━━━━━ The records

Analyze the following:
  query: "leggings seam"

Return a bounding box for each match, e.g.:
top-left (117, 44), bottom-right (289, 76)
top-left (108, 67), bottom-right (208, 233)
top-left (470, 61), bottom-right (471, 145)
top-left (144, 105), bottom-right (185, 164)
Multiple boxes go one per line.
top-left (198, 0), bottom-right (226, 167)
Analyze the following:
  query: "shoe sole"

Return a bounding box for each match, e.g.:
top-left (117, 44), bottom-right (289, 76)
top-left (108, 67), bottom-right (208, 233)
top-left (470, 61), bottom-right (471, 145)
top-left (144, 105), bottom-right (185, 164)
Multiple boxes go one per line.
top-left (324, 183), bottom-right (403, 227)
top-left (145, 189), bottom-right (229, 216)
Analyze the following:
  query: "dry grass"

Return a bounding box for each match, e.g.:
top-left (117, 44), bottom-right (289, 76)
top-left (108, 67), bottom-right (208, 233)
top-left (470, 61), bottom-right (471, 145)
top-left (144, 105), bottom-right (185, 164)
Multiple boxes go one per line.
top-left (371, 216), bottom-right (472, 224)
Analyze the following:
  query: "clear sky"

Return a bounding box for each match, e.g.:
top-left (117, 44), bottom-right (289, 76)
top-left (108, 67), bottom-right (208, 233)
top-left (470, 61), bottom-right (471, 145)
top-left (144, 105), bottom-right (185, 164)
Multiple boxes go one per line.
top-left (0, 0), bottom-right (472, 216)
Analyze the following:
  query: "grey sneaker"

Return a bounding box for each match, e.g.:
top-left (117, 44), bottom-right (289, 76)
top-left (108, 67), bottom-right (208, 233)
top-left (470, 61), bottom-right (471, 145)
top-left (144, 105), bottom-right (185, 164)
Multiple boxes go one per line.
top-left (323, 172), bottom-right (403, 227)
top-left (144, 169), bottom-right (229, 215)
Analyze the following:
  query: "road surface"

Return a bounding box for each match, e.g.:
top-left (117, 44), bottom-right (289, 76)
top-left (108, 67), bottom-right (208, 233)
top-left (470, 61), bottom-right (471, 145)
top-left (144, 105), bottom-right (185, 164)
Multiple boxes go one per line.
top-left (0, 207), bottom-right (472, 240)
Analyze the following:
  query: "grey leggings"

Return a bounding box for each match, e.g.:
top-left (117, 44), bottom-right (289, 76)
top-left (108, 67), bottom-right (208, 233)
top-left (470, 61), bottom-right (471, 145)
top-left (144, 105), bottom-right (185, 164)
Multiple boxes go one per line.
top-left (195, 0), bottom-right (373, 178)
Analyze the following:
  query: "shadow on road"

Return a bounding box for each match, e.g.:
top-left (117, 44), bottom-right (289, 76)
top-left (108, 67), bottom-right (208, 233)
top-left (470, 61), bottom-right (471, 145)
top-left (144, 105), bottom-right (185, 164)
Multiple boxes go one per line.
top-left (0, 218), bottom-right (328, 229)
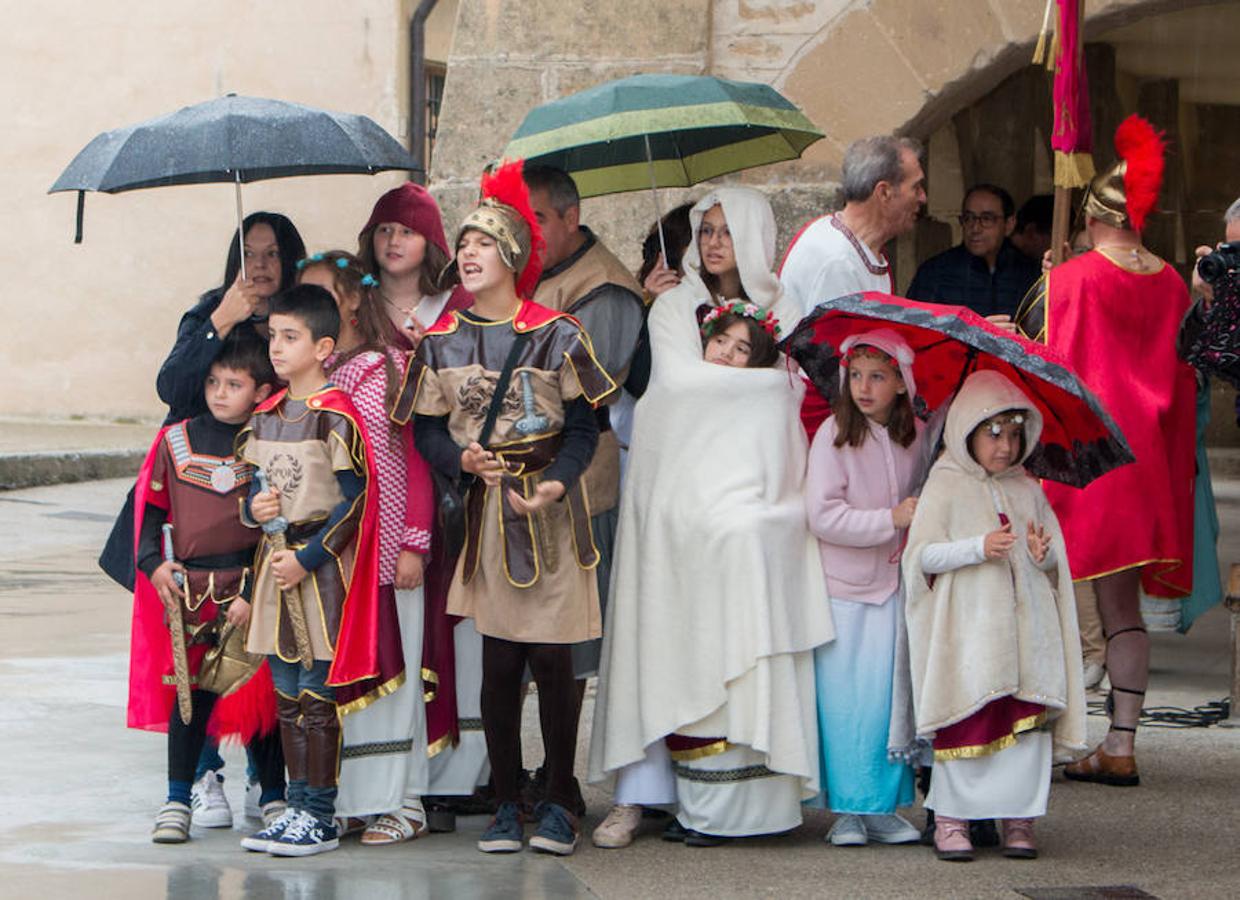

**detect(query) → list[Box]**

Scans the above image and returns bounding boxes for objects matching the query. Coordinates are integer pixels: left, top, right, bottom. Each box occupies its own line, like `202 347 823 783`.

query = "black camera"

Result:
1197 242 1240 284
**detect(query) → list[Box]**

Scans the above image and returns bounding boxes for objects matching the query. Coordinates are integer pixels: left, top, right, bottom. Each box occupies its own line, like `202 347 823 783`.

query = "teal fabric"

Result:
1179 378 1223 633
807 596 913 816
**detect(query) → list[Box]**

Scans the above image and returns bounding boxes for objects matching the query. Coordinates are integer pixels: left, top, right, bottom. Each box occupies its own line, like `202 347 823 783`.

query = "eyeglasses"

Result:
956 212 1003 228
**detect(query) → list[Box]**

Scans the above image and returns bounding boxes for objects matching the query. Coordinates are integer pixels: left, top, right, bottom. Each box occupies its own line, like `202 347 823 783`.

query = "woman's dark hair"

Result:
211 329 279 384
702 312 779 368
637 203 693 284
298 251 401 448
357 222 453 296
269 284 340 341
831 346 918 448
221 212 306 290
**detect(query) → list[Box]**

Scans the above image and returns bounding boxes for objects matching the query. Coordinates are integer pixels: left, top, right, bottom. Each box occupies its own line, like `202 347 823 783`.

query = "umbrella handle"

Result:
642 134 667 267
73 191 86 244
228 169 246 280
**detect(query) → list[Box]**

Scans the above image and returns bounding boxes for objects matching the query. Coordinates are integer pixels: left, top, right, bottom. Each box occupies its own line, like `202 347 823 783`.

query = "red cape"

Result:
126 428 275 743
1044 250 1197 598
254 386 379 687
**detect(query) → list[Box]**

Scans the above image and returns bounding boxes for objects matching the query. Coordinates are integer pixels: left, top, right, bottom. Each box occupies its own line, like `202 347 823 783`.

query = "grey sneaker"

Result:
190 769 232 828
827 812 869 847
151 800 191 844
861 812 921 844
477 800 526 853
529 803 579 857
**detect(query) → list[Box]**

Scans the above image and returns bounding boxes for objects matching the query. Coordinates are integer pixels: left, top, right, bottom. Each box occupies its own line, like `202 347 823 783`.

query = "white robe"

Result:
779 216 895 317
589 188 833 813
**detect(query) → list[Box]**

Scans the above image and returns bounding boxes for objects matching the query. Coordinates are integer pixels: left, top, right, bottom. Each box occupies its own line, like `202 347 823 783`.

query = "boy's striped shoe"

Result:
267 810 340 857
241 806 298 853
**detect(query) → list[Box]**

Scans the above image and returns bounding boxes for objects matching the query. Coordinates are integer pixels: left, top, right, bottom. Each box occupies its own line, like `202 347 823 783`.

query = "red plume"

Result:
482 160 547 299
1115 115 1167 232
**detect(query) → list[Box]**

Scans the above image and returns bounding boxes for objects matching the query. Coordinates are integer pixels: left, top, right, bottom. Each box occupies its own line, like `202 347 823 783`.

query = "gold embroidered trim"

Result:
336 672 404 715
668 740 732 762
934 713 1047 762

━━━━━━━━━━
━━━━━ The records

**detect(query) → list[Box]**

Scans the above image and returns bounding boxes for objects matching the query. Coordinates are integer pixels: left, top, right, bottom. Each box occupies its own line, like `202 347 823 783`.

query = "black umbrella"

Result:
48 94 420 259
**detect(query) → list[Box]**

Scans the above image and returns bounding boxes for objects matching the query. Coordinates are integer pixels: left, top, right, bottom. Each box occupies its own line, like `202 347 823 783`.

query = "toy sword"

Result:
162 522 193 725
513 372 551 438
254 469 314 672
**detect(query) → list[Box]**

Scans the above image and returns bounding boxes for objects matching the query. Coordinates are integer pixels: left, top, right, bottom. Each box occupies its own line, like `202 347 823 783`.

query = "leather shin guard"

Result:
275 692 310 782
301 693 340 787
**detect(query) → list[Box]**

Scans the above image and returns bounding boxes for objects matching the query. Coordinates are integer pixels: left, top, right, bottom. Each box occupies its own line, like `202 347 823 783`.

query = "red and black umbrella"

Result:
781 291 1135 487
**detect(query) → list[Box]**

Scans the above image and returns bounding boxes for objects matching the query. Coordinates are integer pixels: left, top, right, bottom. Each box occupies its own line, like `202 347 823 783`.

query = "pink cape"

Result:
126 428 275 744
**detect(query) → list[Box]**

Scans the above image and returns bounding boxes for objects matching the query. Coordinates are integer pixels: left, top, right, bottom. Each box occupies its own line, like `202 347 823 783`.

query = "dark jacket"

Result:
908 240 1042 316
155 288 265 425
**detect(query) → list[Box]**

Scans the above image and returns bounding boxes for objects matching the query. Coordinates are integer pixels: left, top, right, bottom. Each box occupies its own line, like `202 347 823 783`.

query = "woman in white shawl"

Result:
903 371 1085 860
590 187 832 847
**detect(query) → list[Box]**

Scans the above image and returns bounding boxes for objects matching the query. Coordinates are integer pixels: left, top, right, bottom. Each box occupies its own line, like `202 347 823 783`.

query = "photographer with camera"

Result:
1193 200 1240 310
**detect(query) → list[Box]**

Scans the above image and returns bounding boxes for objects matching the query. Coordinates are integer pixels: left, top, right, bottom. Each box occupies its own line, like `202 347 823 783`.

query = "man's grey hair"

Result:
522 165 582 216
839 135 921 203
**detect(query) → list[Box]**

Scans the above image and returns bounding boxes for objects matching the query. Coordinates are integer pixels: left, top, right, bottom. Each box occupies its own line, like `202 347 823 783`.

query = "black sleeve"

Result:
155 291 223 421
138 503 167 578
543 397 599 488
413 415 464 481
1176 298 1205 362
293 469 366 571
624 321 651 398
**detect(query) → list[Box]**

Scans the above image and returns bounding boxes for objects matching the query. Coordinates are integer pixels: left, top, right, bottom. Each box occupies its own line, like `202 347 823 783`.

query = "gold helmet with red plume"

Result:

━━━━━━━━━━
━━━━━ The records

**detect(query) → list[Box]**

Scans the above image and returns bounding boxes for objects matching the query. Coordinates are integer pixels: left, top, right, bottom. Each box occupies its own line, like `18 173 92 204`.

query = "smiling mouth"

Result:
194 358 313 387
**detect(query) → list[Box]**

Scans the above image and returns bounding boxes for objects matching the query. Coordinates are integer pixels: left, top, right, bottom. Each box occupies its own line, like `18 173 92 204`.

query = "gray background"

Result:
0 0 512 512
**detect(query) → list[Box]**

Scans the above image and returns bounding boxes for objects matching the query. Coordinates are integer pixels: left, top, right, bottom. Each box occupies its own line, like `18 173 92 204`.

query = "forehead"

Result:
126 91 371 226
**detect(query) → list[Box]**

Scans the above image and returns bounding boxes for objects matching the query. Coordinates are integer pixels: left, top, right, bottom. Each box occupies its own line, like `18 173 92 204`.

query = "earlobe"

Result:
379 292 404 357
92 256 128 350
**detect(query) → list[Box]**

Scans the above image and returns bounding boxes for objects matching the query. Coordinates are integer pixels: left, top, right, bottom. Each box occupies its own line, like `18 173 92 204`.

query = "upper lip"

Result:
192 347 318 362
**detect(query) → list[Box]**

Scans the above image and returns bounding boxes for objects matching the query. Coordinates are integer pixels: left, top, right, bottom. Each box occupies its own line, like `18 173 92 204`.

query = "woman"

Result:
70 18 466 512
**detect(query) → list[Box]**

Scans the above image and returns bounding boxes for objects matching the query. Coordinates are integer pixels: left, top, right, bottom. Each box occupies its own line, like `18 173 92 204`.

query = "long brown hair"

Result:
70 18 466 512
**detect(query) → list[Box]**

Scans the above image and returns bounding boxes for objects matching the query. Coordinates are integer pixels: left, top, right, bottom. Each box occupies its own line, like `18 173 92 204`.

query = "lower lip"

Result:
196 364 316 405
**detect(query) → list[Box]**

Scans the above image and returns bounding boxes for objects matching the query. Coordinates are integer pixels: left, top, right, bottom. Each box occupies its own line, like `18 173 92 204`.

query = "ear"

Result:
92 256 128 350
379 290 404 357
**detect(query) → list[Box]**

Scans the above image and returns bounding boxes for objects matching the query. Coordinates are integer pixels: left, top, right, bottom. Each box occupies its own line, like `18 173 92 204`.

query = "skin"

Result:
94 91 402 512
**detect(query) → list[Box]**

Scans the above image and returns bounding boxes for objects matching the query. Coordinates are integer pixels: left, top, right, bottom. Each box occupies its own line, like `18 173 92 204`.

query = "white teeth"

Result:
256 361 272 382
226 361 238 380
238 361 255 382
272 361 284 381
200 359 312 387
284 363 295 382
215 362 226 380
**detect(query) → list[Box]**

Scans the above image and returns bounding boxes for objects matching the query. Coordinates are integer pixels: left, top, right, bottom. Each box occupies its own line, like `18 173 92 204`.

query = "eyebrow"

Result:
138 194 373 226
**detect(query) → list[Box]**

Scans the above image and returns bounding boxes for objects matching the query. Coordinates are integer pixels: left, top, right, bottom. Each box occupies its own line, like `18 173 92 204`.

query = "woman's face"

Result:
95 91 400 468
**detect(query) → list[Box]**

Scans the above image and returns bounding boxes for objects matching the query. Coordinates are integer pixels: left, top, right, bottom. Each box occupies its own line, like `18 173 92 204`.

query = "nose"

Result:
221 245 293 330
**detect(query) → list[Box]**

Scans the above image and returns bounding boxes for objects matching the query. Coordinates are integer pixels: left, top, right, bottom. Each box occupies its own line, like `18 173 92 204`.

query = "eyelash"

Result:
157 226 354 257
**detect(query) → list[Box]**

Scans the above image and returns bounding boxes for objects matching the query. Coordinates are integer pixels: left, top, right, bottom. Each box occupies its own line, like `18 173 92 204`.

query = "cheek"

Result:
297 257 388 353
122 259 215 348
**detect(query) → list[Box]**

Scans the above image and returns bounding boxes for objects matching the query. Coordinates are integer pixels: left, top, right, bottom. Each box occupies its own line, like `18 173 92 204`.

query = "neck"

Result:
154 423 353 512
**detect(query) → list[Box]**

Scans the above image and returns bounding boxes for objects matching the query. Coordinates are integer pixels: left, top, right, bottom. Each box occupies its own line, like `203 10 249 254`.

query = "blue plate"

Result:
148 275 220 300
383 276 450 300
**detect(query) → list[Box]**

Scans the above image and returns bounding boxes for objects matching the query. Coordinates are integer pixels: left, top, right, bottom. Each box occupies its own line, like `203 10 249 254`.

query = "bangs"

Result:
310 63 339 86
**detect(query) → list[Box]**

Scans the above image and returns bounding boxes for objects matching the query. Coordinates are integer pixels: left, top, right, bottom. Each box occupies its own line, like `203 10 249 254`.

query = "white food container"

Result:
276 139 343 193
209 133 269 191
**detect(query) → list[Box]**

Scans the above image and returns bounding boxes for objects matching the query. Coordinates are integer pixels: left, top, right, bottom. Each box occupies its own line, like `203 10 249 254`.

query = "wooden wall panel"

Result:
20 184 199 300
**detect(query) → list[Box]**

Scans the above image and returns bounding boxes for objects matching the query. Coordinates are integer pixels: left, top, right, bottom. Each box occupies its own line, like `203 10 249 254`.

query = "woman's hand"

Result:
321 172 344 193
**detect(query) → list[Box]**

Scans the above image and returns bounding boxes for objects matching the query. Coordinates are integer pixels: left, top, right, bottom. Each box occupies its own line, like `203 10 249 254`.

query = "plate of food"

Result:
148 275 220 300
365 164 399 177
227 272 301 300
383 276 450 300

━━━━━━━━━━

• Stated problem
From the rows above, pull out every line that includes the string "shoe" and reproduce each such line unchanged.

• Answer for this exercise
  query: "shoe sole"
query = "boy's striped shoe"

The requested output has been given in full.